▶ Work to complete:
A) In the uncapping forum thread, how many supers does Eduardo Gomes say he and his employee extracted that year with the knife?
B) Repeat word for word a stretch of the uncapping forum thread, beginning at the words "## Acebird (Mar" and stopping after "like an eternity.".
C) Carry on the forum thread about uncappers and cappings spinners from the point where it ends.

▶ Selected extract:
[START]
I was actually talking about the manual uncapping roller that is sold by the supply companies. If you incorporated that same idea into an automatic uncapper, then you would still have the same problem as you do with automatic knives or chain flails with not getting the lower areas of wavy comb, which would require using a capping scratcher anyway. 

You are right, in reality, the uncapper only needs to be as fast as it takes to load the just finished comb into the extractor, which is pretty fast in my opinion. I mean, how long does it take to put a frame in the extractor, 4-5 seconds at most, if the extractor is right next to the uncapper? If you got two extractors going, while one spins, the other is being loaded.


----------



## Acebird (Mar 17, 2011)

jmgi said:


> You are right, in reality, the uncapper only needs to be as fast as it takes to load the just finished comb into the extractor,


Actually it is double that time. You have to take one out before you can put one in. 8-10 seconds just to remove the caps is a long time if you are not involved with that part of the process. That is like an eternity.


----------



## Eduardo Gomes (Nov 10, 2014)

johng said:


> I just finished extracting around 100 supers. The next piece of equipment I would like to get is cappings spinner not an uncapper. I can easily keep up with my 20 Frame Dadant extractor with a hot knife. But, the cappings get to be a pain, they have been draining now for several days and they are still heavy with honey. I'm satisfied there's still a couple buckets of honey in the cappings I may never get out. I would like to have a spinner I can uncap directly into then clean out the dry cappings at the end of the day.


This makes perfect sense to me. My employee and I we had extracted more than 900 supers this year with the knife. My next investment will be a capping spinner not an uncapper.


----------



## jmgi (Jan 15, 2009)
[END]
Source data
[START]
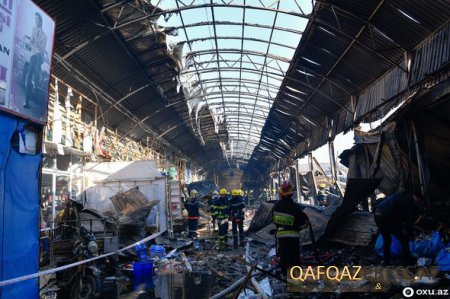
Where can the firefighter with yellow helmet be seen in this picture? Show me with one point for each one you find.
(237, 206)
(222, 214)
(192, 206)
(322, 195)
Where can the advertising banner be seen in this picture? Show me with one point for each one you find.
(26, 50)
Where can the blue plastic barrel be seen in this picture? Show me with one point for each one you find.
(157, 250)
(143, 275)
(141, 252)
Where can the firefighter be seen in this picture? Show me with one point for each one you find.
(192, 206)
(212, 210)
(322, 195)
(289, 218)
(395, 215)
(222, 214)
(237, 217)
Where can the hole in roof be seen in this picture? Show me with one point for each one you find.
(229, 44)
(255, 32)
(282, 52)
(408, 16)
(326, 30)
(294, 97)
(305, 73)
(311, 61)
(229, 14)
(228, 30)
(258, 16)
(257, 46)
(296, 90)
(326, 51)
(199, 32)
(382, 34)
(282, 112)
(286, 37)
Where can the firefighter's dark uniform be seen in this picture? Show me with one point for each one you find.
(222, 214)
(237, 218)
(213, 211)
(289, 218)
(395, 215)
(192, 206)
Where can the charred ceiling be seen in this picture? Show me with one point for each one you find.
(244, 84)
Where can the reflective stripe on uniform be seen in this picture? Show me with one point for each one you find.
(283, 219)
(288, 234)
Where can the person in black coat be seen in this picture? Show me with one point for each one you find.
(289, 218)
(395, 215)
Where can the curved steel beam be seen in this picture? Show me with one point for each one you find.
(206, 5)
(236, 51)
(314, 88)
(209, 23)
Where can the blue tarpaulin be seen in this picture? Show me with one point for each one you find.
(19, 213)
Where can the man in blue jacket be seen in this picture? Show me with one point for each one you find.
(237, 217)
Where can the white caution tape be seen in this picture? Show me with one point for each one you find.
(54, 270)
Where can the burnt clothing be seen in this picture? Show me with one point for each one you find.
(289, 253)
(289, 218)
(222, 214)
(193, 227)
(238, 224)
(387, 231)
(221, 207)
(192, 205)
(395, 216)
(398, 211)
(223, 229)
(236, 208)
(212, 206)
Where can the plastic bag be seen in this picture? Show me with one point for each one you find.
(443, 259)
(396, 247)
(427, 248)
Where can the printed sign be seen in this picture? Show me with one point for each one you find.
(26, 50)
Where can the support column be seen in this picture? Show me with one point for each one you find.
(313, 192)
(297, 180)
(423, 188)
(332, 161)
(55, 169)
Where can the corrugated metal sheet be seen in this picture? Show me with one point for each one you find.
(431, 55)
(370, 69)
(394, 82)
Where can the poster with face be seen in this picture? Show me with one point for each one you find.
(7, 12)
(29, 39)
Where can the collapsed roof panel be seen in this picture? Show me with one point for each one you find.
(346, 50)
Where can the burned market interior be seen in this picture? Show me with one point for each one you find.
(224, 149)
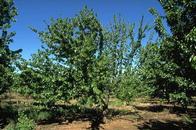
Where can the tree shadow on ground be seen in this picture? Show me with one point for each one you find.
(166, 125)
(72, 113)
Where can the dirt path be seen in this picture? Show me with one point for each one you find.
(142, 120)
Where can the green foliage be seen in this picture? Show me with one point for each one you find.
(7, 56)
(44, 79)
(24, 123)
(172, 71)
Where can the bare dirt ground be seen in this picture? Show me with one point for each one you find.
(136, 120)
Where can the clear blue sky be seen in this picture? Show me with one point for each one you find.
(35, 12)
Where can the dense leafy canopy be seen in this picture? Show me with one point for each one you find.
(8, 11)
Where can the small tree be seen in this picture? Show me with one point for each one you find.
(175, 79)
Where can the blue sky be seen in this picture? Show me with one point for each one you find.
(35, 12)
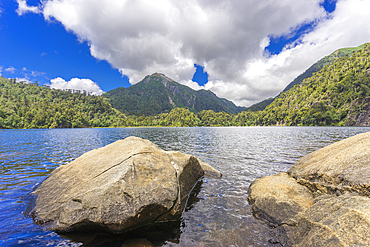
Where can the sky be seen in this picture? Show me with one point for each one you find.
(242, 50)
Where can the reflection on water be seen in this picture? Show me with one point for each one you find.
(218, 215)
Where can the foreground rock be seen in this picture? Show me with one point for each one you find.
(342, 166)
(323, 200)
(279, 198)
(121, 186)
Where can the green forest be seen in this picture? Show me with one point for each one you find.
(33, 106)
(338, 94)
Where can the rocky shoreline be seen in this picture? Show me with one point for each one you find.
(323, 200)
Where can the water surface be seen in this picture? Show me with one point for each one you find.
(218, 215)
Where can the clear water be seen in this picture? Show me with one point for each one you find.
(219, 215)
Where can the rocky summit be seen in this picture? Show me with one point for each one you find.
(124, 185)
(323, 200)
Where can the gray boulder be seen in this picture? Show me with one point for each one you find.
(337, 168)
(335, 181)
(121, 186)
(279, 198)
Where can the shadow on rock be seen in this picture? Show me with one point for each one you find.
(149, 235)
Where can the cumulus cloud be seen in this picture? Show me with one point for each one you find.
(10, 69)
(77, 84)
(228, 38)
(23, 80)
(23, 8)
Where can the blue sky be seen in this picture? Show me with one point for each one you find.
(240, 52)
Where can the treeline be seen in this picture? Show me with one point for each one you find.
(339, 94)
(32, 106)
(336, 95)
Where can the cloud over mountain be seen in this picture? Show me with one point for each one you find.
(76, 83)
(228, 38)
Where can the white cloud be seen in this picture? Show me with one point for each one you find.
(23, 8)
(227, 37)
(24, 80)
(76, 83)
(10, 69)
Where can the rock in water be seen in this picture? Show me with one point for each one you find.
(341, 167)
(323, 200)
(279, 198)
(121, 186)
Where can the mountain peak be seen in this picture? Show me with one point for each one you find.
(158, 77)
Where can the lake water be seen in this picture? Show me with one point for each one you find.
(217, 215)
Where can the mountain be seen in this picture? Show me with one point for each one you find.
(338, 94)
(327, 60)
(157, 93)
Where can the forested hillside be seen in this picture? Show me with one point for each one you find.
(157, 94)
(32, 106)
(327, 60)
(338, 94)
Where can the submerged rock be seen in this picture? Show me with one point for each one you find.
(121, 186)
(335, 221)
(323, 200)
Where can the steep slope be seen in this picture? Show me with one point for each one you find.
(157, 93)
(327, 60)
(337, 94)
(32, 106)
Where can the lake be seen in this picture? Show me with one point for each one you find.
(218, 214)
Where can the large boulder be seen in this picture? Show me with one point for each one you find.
(323, 200)
(337, 168)
(121, 186)
(279, 198)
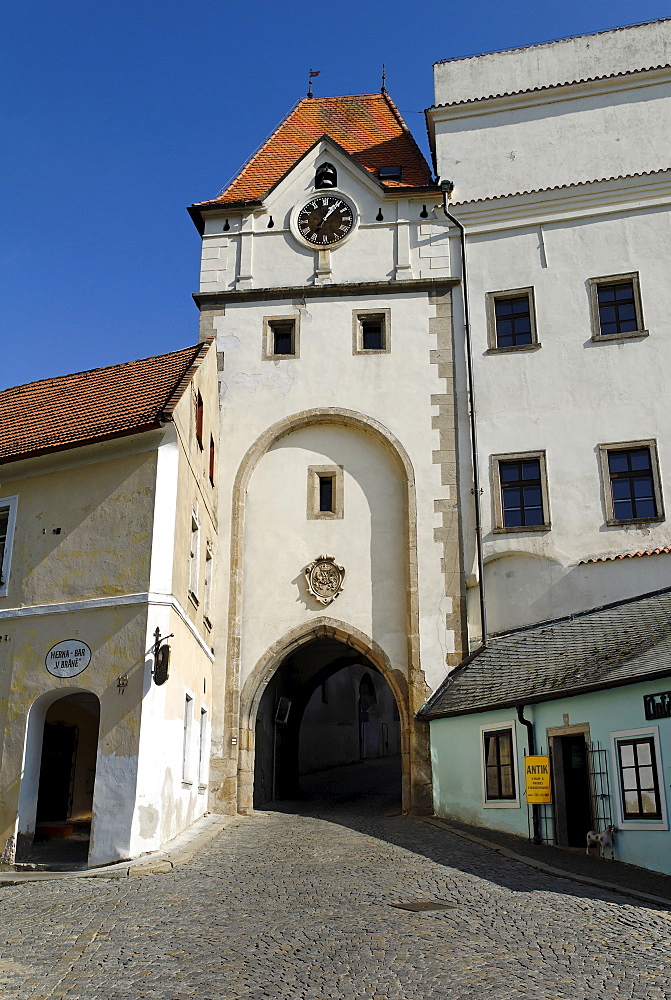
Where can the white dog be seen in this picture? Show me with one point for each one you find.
(605, 839)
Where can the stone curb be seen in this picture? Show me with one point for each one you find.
(185, 847)
(560, 872)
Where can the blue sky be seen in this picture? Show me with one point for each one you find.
(114, 117)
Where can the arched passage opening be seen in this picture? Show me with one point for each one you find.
(56, 804)
(328, 725)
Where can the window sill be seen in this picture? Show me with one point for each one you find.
(608, 337)
(522, 529)
(513, 350)
(640, 522)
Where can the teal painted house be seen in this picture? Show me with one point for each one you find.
(593, 691)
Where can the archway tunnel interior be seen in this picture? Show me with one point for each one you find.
(63, 811)
(326, 708)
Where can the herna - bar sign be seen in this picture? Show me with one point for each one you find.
(537, 776)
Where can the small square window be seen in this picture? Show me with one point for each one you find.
(519, 485)
(280, 335)
(511, 320)
(631, 482)
(617, 312)
(371, 332)
(325, 492)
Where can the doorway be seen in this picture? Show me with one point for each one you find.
(573, 803)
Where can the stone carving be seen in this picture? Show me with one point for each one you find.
(325, 579)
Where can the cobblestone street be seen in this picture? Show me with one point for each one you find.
(297, 905)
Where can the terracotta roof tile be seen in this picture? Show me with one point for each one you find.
(368, 126)
(665, 550)
(72, 410)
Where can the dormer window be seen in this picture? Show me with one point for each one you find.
(326, 175)
(392, 172)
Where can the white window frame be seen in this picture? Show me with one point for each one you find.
(639, 824)
(499, 803)
(11, 504)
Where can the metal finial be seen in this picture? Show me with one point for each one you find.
(313, 73)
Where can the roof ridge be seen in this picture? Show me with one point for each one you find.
(552, 41)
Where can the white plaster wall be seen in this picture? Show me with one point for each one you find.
(630, 48)
(370, 541)
(557, 138)
(566, 398)
(394, 389)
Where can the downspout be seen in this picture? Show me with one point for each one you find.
(531, 739)
(446, 188)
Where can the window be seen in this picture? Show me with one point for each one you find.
(7, 522)
(499, 764)
(202, 750)
(280, 337)
(520, 492)
(194, 558)
(371, 332)
(207, 586)
(639, 782)
(325, 492)
(212, 457)
(511, 320)
(186, 746)
(631, 482)
(199, 420)
(616, 307)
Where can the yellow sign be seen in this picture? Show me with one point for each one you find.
(537, 774)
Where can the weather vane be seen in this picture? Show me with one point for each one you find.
(313, 73)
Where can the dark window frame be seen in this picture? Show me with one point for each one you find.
(634, 742)
(494, 334)
(597, 287)
(497, 767)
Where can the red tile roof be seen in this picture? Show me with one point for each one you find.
(368, 126)
(72, 410)
(665, 550)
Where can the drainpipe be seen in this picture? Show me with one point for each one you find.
(535, 810)
(447, 188)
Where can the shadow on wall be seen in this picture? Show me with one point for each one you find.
(523, 589)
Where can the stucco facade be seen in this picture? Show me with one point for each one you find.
(100, 555)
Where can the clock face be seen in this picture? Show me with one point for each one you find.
(325, 220)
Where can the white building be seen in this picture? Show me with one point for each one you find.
(326, 281)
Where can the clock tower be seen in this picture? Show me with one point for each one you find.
(326, 281)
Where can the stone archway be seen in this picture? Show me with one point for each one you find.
(235, 740)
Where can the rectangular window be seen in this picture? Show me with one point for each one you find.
(7, 522)
(325, 492)
(194, 558)
(520, 492)
(639, 780)
(499, 764)
(511, 320)
(202, 749)
(280, 335)
(186, 746)
(617, 311)
(371, 332)
(207, 586)
(199, 420)
(631, 482)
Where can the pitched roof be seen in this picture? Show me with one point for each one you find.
(617, 644)
(368, 126)
(72, 410)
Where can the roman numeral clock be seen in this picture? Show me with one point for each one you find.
(324, 221)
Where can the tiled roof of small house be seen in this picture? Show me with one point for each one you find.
(368, 126)
(85, 407)
(617, 644)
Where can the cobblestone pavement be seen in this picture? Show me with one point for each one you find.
(296, 906)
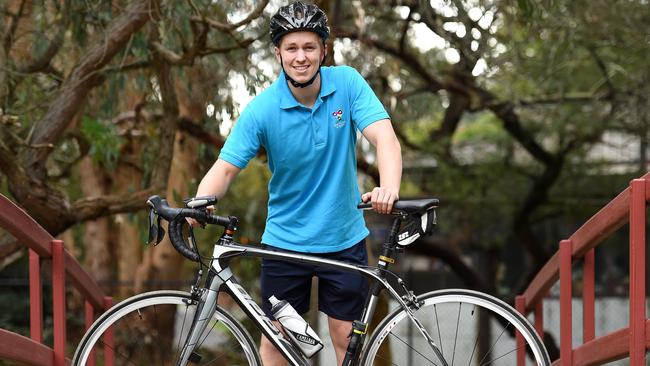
[END]
▶ Exercise answers:
A) More than 900 supers.

B)
## Acebird (Mar 17, 2011)

jmgi said:


> You are right, in reality, the uncapper only needs to be as fast as it takes to load the just finished comb into the extractor,


Actually it is double that time. You have to take one out before you can put one in. 8-10 seconds just to remove the caps is a long time if you are not involved with that part of the process. That is like an eternity.

C)
Acebird said:


> Actually it is double that time. You have to take one out before you can put one in. 8-10 seconds just to remove the caps is a long time if you are not involved with that part of the process. That is like an eternity.


You don't have to take a frame out if the extractor is empty.:s


----------



## jmgi (Jan 15, 2009)

Eduardo Gomes said:


> This makes perfect sense to me. My employee and I we had extracted more than 900 supers this year with the knife. My next investment will be a capping spinner not an uncapper.


Some people just have more endurance than others.


----------



## Acebird (Mar 17, 2011)

jmgi said:


> You don't have to take a frame out if the extractor is empty.:s


after the first cycle how do they get out of the extractor? Do you burn them? You got some star trecky thing that beams them out? Let's not discuss a production batch only being one extractor cycle.


----------



## jmgi (Jan 15, 2009)

Acebird said:


> after the first cycle how do they get out of the extractor? Do you burn them? You got some star trecky thing that beams them out? Let's not discuss a production batch only being one extractor cycle.


Let's not get nit-picky Ace, this isn't a race.


----------



## Acebird (Mar 17, 2011)

jmgi said:


> Let's not get nit-picky Ace, this isn't a race.


Nit picky? If you are trying to develop a process on paper overlapping time cycles are important. It can make a big difference if your dwell time goes from 3 to 6 seconds.


----------



## jim lyon (Feb 19, 2006)

When running multiple extractor loads, its far more efficient to have a holding rack of some sort that holds approximately as many frames as the extractor. An extractor load/unload operation should be maybe 1/10th the time required for uncapping.


----------



## jim lyon (Feb 19, 2006)

jim lyon said:


> When running multiple extractor loads, its far more efficient to have a holding rack of some sort that holds approximately as many frames as the extractor. An extractor load/unload operation should be maybe 1/10th the time required for uncapping.


Here's a visual on a larger scale. Beside the men uncapping is the "merry go round" which was nothing more than the guts from a 45 frame extractor with a drip tray below that drained into the sump. I've spent a lifetime in extracting rooms and NOTHING irritates me than an idle extractor waiting for frames.


----------



## Ian (Jan 16, 2003)

jim lyon said:


> Here's a visual on a larger scale. Beside the men uncapping is the "merry go round" which was nothing more than the guts from a 45 frame extractor with a drip tray below that drained into the sump. I've spent a lifetime in extracting rooms and NOTHING irritates me than an idle extractor waiting for frames.


I used a merry go round, it worked well,
I ran a 36 frame Jones, I scratched a load in 15 or so min onto the merry go round, emptied and repeat. Extracted 15-20 thousand pounds like that.


----------



## Joel (Mar 3, 2005)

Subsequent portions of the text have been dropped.